= Objective =
Could you extract the lines of the entries below word for word, starting at the line that contains "the blue jacket" and ending at the last line of the entries?

_ _ _ _ _ _ _

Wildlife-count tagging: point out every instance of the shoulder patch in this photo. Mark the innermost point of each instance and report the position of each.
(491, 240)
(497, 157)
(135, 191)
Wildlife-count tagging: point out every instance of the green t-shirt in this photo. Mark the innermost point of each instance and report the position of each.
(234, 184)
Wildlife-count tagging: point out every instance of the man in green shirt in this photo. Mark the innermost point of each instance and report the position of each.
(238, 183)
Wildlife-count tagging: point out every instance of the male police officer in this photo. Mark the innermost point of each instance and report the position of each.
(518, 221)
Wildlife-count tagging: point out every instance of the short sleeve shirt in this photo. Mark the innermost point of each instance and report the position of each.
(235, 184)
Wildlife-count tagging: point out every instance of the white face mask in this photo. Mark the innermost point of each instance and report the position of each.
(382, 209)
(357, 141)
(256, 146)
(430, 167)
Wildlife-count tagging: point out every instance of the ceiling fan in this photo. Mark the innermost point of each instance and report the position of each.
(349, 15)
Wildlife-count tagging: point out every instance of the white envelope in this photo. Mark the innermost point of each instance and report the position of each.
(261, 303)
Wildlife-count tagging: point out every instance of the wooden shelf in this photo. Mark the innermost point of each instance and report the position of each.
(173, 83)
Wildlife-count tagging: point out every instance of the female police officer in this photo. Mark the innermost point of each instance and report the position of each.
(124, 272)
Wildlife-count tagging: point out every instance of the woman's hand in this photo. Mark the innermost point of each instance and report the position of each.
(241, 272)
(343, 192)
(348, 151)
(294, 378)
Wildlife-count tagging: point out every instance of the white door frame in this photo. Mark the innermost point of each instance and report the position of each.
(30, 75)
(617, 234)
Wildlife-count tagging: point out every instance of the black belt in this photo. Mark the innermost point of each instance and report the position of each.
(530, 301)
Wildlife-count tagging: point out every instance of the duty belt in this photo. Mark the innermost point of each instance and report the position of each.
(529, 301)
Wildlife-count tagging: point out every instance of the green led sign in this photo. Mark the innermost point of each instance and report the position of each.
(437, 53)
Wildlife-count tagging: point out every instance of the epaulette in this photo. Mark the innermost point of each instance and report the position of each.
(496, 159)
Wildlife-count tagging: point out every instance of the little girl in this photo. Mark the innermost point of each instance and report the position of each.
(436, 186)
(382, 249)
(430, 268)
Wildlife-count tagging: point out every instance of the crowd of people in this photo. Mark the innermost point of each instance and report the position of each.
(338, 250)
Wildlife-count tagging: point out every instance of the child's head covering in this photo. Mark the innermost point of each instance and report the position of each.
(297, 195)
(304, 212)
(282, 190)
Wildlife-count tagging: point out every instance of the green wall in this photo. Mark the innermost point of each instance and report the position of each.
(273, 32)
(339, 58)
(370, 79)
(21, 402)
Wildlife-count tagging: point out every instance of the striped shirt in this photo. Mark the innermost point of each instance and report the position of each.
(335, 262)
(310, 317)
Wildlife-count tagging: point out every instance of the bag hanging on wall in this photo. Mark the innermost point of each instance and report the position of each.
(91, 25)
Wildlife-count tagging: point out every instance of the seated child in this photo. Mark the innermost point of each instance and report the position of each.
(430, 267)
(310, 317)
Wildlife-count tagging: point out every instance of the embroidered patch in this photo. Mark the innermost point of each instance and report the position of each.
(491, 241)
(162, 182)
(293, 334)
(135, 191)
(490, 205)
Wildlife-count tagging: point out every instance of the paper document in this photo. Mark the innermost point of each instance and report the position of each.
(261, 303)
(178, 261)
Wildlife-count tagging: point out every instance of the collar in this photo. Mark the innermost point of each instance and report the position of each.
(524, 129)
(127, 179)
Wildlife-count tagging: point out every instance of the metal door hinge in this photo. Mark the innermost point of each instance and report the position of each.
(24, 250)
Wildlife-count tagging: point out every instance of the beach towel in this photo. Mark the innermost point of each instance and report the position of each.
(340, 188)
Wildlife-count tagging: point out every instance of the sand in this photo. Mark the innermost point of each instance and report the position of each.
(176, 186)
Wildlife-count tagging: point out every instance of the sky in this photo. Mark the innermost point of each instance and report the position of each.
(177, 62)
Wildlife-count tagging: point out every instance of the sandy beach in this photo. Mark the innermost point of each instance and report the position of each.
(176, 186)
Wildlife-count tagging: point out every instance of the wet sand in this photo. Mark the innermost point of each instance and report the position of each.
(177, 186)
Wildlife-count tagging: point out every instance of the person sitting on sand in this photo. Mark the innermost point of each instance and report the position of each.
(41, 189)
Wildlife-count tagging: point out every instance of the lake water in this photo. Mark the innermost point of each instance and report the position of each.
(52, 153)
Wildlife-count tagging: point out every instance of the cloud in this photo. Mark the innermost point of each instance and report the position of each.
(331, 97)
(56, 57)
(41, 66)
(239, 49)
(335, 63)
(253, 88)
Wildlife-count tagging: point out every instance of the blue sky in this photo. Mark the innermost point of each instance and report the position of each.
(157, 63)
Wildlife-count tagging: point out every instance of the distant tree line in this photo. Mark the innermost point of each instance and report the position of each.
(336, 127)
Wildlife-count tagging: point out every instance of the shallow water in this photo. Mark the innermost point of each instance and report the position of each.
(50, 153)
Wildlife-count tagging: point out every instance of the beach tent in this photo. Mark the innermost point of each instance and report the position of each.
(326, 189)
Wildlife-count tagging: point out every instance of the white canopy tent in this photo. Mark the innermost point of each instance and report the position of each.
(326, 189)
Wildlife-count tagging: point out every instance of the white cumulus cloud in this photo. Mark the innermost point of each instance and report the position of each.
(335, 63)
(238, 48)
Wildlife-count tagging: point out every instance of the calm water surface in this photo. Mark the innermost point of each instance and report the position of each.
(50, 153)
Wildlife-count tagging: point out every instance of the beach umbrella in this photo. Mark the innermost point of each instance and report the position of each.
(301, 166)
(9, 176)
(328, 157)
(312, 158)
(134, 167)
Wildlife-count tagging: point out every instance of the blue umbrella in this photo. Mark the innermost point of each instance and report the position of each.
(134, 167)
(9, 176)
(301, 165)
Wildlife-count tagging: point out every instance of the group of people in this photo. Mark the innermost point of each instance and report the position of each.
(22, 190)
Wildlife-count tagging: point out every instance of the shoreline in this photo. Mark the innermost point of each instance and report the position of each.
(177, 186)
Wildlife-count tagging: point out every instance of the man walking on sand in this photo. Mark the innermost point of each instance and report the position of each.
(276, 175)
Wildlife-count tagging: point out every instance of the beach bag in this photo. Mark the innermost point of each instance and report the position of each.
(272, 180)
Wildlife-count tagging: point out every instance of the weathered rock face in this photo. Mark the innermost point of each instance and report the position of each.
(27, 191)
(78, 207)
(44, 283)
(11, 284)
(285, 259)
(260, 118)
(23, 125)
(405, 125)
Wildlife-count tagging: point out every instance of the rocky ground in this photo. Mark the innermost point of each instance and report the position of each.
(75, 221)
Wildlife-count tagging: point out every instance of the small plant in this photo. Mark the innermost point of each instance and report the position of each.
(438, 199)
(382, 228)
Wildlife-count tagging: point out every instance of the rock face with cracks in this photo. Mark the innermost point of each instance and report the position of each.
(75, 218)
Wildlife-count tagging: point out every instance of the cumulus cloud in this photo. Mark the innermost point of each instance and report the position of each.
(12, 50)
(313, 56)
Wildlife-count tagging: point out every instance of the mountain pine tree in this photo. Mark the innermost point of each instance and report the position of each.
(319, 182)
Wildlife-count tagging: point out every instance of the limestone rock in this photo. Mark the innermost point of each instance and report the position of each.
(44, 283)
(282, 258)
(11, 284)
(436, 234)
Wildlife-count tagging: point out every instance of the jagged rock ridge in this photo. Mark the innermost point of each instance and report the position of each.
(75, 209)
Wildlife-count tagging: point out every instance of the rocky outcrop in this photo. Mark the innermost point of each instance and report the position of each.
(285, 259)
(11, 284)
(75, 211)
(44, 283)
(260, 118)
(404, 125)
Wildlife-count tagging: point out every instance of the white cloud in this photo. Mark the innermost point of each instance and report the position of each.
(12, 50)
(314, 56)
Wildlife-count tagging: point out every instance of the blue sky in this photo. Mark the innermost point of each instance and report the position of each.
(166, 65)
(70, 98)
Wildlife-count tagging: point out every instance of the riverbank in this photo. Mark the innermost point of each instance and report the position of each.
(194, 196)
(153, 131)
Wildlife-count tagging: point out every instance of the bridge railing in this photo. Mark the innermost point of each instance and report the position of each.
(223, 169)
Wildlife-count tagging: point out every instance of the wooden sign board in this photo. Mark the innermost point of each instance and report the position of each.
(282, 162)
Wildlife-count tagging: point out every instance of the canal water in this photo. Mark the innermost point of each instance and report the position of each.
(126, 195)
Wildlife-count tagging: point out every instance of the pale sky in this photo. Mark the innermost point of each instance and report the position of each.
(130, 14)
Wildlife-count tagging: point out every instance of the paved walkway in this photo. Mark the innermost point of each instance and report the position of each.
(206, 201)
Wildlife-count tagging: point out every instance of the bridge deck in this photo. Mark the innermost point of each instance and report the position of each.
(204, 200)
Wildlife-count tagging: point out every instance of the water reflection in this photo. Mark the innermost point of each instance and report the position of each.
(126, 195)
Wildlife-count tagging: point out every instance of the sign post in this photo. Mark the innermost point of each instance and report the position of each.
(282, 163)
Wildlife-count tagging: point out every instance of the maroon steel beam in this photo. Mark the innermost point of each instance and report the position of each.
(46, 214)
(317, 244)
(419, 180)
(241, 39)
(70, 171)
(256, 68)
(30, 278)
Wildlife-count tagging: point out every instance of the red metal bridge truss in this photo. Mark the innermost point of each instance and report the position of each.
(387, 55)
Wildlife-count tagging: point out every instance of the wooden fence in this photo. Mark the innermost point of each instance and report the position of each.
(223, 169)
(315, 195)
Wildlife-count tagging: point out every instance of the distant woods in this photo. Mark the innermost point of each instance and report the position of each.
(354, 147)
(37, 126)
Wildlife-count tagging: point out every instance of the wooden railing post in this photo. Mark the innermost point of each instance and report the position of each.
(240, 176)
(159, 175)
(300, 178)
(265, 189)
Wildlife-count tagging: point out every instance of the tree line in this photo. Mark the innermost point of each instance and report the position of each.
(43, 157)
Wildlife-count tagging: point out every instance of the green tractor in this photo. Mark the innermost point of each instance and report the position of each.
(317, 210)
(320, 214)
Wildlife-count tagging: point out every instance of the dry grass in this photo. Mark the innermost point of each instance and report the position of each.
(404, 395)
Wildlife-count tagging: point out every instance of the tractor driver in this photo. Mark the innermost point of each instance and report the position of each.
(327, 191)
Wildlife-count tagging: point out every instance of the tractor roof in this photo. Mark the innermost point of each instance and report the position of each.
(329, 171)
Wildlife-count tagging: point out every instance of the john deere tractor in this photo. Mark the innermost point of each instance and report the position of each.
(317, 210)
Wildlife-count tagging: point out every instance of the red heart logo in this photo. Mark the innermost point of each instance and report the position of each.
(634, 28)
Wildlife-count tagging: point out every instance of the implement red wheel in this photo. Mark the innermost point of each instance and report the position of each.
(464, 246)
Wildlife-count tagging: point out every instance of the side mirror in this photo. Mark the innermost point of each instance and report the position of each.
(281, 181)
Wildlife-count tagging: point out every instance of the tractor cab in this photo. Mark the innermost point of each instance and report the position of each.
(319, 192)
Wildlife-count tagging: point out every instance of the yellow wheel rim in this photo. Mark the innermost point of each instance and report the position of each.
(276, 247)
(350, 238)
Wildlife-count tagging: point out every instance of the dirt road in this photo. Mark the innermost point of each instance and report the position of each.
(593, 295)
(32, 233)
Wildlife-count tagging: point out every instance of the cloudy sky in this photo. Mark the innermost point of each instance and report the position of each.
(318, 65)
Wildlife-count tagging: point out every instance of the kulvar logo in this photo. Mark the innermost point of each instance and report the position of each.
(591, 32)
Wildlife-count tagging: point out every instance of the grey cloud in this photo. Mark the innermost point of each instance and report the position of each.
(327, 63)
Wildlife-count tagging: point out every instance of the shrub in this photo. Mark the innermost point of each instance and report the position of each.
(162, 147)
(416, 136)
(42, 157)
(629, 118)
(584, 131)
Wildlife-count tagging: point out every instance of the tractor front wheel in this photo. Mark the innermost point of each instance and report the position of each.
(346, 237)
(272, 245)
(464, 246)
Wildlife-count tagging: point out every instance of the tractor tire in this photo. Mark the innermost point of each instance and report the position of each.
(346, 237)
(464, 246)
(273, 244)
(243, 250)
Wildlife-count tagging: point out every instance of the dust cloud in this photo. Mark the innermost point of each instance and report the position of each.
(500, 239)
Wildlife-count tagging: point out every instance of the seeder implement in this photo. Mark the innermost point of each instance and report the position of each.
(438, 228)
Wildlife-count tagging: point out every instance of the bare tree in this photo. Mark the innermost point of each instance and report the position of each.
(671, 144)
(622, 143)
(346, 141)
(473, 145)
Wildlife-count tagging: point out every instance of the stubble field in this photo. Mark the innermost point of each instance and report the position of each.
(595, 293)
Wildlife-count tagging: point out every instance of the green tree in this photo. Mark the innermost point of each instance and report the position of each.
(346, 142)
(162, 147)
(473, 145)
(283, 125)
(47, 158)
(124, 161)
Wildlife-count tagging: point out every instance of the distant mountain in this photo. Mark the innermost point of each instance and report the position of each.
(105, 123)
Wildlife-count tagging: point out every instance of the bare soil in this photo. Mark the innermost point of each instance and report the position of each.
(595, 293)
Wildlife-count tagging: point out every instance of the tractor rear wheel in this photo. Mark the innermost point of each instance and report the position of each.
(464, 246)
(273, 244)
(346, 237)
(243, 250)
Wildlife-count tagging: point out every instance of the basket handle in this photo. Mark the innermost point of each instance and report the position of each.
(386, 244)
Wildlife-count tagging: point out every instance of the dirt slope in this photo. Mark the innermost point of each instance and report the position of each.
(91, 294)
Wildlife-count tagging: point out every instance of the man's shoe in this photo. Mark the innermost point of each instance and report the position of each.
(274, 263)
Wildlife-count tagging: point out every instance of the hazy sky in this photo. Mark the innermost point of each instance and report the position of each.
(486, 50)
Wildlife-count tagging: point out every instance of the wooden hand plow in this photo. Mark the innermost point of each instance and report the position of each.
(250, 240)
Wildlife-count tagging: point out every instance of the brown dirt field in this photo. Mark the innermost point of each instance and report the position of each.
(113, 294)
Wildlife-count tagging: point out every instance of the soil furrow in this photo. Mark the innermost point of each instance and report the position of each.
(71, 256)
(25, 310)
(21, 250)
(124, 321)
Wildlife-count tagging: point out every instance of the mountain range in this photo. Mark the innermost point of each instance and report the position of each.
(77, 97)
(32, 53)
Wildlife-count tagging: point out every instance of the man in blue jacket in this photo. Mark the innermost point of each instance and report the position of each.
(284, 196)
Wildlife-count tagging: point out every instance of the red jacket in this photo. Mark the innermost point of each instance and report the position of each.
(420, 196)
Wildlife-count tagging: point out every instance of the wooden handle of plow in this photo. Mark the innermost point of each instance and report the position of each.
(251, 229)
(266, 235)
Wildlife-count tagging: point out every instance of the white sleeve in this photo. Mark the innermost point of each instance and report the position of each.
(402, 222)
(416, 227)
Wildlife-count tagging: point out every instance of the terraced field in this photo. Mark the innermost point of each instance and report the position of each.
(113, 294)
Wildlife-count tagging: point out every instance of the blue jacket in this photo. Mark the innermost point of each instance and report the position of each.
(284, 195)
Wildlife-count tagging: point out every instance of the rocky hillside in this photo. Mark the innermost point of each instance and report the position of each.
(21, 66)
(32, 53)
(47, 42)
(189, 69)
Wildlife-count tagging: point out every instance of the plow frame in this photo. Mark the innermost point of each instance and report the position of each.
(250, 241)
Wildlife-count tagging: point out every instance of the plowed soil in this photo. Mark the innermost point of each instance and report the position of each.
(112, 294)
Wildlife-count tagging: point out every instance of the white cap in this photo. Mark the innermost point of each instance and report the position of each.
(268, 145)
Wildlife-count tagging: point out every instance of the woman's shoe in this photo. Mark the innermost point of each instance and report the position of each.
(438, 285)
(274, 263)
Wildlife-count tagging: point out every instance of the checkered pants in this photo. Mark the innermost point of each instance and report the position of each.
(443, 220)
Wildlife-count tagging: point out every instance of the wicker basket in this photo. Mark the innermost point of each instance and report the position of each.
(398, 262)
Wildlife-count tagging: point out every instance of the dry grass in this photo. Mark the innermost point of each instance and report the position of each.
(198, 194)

_ _ _ _ _ _ _

= Completed task =
Wildlife-count tagging: point out every instance of the blue jacket in this photo. Mark the innermost point of each instance and report the position of each.
(284, 195)
Wildlife-count tagging: point out every instance of the rocky hillside in this photo. Mark the innermost point of each instance and report the position of each.
(21, 66)
(32, 53)
(47, 42)
(189, 69)
Wildlife-count tagging: point out every instance of the plow frame in this photo. Mark the innermost point of each instance and report the position of each.
(250, 241)
Wildlife-count tagging: point out every instance of the plowed soil in this photo. Mark the innermost point of each instance and report the position of each.
(112, 294)
Wildlife-count tagging: point out every instance of the white cap in this photo. Mark the innermost point of each instance and report the position of each.
(268, 145)
Wildlife-count tagging: point out every instance of the woman's shoe in this photo. Mark the innermost point of each instance and report the position of each.
(438, 285)
(274, 263)
Wildlife-count tagging: point out every instance of the checkered pants in this photo. Mark the innermost point of each instance and report the position of each.
(443, 220)
Wildlife-count tagging: point out every instance of the wicker basket in this photo. Mark the innermost point of each instance and report the position of each.
(398, 262)
Wildlife-count tagging: point out every instance of the dry grass in this photo. Mark the innermost point of each instance and report the position of each.
(198, 194)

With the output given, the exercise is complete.